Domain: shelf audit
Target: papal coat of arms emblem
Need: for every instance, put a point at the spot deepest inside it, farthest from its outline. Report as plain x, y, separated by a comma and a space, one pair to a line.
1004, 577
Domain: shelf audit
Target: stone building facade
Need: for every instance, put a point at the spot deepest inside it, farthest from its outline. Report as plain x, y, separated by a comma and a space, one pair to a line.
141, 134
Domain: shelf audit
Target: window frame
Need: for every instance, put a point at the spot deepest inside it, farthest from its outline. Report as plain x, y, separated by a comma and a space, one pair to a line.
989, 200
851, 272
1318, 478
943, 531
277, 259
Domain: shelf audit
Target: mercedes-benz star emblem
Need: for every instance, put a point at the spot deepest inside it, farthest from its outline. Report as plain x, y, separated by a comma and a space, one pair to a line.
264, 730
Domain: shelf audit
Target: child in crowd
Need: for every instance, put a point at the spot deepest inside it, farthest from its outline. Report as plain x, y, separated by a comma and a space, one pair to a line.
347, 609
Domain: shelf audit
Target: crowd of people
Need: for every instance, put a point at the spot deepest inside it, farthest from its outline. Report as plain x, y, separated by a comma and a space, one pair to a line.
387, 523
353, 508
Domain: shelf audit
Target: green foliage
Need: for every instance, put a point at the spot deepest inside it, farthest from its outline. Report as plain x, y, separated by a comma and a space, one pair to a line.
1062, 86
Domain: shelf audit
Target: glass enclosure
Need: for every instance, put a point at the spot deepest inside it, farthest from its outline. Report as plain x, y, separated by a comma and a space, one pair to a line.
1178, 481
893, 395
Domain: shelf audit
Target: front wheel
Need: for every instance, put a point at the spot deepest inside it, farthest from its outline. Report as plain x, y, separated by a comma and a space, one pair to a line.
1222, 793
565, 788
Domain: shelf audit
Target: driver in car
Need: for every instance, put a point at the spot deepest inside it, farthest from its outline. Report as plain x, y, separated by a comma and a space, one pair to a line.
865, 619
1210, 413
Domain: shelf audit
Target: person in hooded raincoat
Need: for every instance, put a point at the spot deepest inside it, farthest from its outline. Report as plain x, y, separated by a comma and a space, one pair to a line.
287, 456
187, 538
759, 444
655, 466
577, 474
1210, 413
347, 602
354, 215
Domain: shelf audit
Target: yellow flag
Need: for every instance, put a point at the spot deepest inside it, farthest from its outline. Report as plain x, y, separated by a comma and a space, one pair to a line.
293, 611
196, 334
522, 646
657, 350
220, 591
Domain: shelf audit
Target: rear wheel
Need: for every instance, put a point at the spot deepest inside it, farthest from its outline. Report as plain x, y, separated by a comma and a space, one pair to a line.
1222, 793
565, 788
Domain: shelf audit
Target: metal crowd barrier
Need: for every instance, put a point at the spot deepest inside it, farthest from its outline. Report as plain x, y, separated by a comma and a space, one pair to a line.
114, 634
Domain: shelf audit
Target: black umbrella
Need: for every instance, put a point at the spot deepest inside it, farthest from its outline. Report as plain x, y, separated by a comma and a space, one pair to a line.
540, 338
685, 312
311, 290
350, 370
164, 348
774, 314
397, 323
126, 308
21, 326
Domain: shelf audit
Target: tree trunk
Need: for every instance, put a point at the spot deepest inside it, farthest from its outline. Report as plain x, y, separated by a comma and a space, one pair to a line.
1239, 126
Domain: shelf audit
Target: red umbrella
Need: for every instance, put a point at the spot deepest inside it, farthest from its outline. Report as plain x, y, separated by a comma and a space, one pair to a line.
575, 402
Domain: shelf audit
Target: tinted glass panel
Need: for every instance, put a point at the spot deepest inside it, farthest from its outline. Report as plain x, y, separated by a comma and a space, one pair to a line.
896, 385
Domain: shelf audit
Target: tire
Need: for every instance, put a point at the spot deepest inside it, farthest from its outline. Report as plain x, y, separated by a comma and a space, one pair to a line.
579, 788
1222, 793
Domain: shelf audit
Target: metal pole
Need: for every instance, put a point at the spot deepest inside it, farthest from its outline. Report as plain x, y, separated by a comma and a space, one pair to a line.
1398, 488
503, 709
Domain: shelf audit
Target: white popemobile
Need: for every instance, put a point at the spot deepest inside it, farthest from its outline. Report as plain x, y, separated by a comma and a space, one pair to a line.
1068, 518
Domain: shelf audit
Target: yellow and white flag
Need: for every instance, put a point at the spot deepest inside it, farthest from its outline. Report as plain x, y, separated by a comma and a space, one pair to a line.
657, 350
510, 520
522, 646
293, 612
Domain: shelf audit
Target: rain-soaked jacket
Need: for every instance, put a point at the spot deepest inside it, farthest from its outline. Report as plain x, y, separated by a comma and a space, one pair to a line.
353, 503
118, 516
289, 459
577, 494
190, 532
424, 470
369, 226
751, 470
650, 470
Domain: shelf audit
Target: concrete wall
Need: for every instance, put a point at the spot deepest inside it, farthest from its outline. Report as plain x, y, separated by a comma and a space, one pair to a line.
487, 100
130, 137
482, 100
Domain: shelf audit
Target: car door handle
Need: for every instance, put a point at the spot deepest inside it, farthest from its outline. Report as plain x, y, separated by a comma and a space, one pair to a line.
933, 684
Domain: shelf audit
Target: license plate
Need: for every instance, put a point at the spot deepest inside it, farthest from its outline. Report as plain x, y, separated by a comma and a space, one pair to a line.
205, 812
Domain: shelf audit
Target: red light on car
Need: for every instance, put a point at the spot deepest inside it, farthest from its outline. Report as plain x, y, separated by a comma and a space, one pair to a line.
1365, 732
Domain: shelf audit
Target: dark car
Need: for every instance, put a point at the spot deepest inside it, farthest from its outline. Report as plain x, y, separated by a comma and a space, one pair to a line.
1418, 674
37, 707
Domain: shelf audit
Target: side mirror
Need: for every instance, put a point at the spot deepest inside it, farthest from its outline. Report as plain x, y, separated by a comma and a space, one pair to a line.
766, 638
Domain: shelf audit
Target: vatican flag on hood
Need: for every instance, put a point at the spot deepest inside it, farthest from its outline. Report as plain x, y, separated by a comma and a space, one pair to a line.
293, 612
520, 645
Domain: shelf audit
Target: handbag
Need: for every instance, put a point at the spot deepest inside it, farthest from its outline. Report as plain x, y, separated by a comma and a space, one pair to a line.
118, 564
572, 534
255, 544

....

SHORT TASK |
Return all the data above once more, precisely as given.

FULL SOLUTION |
Domain: shelf audit
Target: papal coat of arms emblem
Need: for every instance, put a point at the spot deepest inside it, farthest from its outline. Report as plain x, y, separated by a comma and a space, one pair to a line.
1004, 577
Domain: shelf audit
Target: stone building facade
Need: for every instance, put a point at the spot deepest inside it, farthest from its outline. Report as plain x, y, separated by a comma and a space, one pair to a line.
141, 134
Domain: shelf audit
Target: window frame
Need: for every instance, put a point at the spot deepest inside it, farthest from its outline. Report as plain x, y, separated by a comma and a space, one pair to a line.
989, 200
851, 272
1318, 478
943, 531
277, 259
Domain: shelf audit
Target: mercedes-benz star emblem
Need: for every instance, put a point at the spot deepest inside it, farthest from its outline. Report as plain x, y, separated by a comma and a space, one pair to a line.
264, 730
Domain: shelf audit
Target: child in crowd
Need: for every instance, put a point at the spot deepest inside it, farthest from its outline. Report as plain x, y, separated by a comma and a space, one pair to a line.
347, 609
Domain: shelf audit
Target: crowd of people
Need: for every instance, put a point at the spot deepest inside it, farthest from its outline. Report as plain x, y, separated by a comma and a space, one pair to a line.
387, 523
353, 508
Domain: shelf audit
Target: green foliage
Need: for every instance, put a point at the spot deepest inside it, farthest from its outline. Report as plain x, y, separated by a comma and a space, one pair to a line.
1062, 86
Domain: shelf audit
Target: glass enclosure
Need: for every instance, put a point at the spot deepest inside it, farthest from its outline. Report as plain x, y, separated by a comma and a space, one pair to a line.
1178, 481
893, 395
Domain: shelf audit
Target: front wheel
Need: for every instance, put a point at the spot deepest inside it, farthest from its outline. Report as plain x, y, separated by a comma and a space, one pair to a line.
1222, 793
565, 788
Domain: shelf audit
Target: driver in car
Need: for every instance, put a point at the spot deepest inside it, farthest from its outline. Report as plain x, y, separated by a comma and a space, one pair to a line.
865, 619
1210, 413
Domain: shelf audit
Target: person in hooded raincoat
Need: for every instance, put a point at the spot deepest inside it, farthest from its outline. Report as plain x, y, separated by a comma and a space, one pair to a line.
287, 456
187, 538
759, 444
655, 466
577, 474
1210, 413
347, 602
354, 215
Domain: shelf audit
Target: yellow flag
Need: for every instance, put a point at the spot deepest inside it, farthest from its outline. Report as plain x, y, separated by a comma and a space, one pair to a line.
293, 611
196, 334
522, 646
657, 350
220, 591
Domain: shelf audit
Target: rear wheel
Need: for every instance, put a point at the spot deepest inside it, farthest from its outline. Report as plain x, y, separated by a comma and a space, one pair to a line.
1222, 793
565, 788
Domain: shelf audit
Target: metal crowd barrier
Need: for every instance, put a point at the spot deepest inside it, farthest from its outline. Report as plain x, y, separated by a comma and a space, one pair to a line.
114, 634
Domain: shelf audit
Target: black umbrella
Need: for every instance, put a point at the spot deepest inside it, farthest from its outline. Report as plain x, y, separated by a comma and a space, one pair to a line.
540, 338
685, 312
311, 290
350, 370
164, 348
774, 314
397, 323
126, 308
21, 326
Domain: shelf audit
Target: tree trunk
Need: for every instance, put a point at the spot deepest inside it, farthest from its outline. Report as plain x, y, separated by a comma and a space, one pair to a line.
1239, 126
Domain: shelf audit
Target: red umbrella
Need: for every instance, put a point at the spot deepest inside it, farthest from its outline. Report as plain x, y, separated by a comma and a space, one pair to a line.
575, 402
Domain: shelf audit
Target: tinted glass panel
Need: for every instance, put a point at the spot deepest inside it, farthest from its outline. Report as plain x, y, separated by a comma and a space, one pair to a line.
896, 385
Domain: shelf audit
Target: tire
Need: for every instance, put a point at the spot deepest inside it, farthest from its outline. Report as plain x, y, separated by a comma and a space, one pair to a line.
579, 788
1222, 793
Domain: shelf audit
Target: metal pole
Need: for every instance, put a point at the spot deepest inside it, farthest from its outline. Report as plain x, y, separated by a comma and a space, one pair to a line.
1398, 488
503, 709
Domain: shelf audit
Target: white popemobile
Need: for every instance, put a point at the spot deepest inside it, farthest from its outline. Report as plain x, y, separated by a comma and a space, one pair to a line.
1068, 518
Domain: shelf audit
Target: yellow and white flag
Need: for every instance, put a point at the spot deepest inside it, farthest from its outline. Report as plain x, y, separated by a comma and a space, one pair to a line.
657, 350
510, 520
522, 646
293, 612
Domain: shelf audit
Target: rain-soaked jacket
Need: for every instance, put a point at the spot deepest inside it, farthest from its outline. Report as plain x, y, separated by a comma and a space, one pair to a line.
353, 503
118, 516
289, 459
577, 494
190, 532
424, 470
369, 226
751, 470
650, 470
Domain: shelf audit
Target: concrete wall
Need: for every instance, put a point at the spot deepest inside it, farthest from its outline. Report as plain x, y, separated by a comma and a space, one pair to a line.
487, 100
130, 137
482, 100
Domain: shelf audit
Target: car door handle
Need: for every instance, put a point at the spot deepest inside it, farthest from its outline. Report as plain x, y, separated by a comma and a space, one pair to a line.
933, 684
Domain: shelf audit
Target: license plate
Need: for every instance, put a point at the spot deepest inside it, farthest from its outline. Report as plain x, y, separated by a comma and a space, one pair to a line.
205, 812
Domain: shelf audit
Target: red light on car
Need: for every instance, put a point at the spot deepest inside it, farthest from its outline. Report as plain x, y, separated by a comma and a space, one pair to a line.
1365, 732
Domain: shelf audit
Target: dark car
Need: for every instance, put a point at the spot deepest inside it, farthest from its outline. Report as plain x, y, separated by a comma and a space, one pair to a line.
1418, 674
37, 707
Domain: shelf audit
Target: side mirror
Need: for every instance, put a point at the spot deepest inside it, farthest from its outline. Report as plain x, y, separated by a comma and a space, one pair to a line.
766, 638
Domain: shelf audit
Target: vatican flag on hood
Need: for every instance, put a point at the spot deepest inside it, farthest from its outline. Report as plain x, y, separated by a comma and a space, one pair to a line.
293, 612
520, 645
Domain: shelf audit
Target: handbag
Need: for every instance, put a point at the spot deepest inside it, farthest from its outline. Report as plain x, y, separated by a comma and a space, one pair to a line.
118, 564
572, 534
255, 544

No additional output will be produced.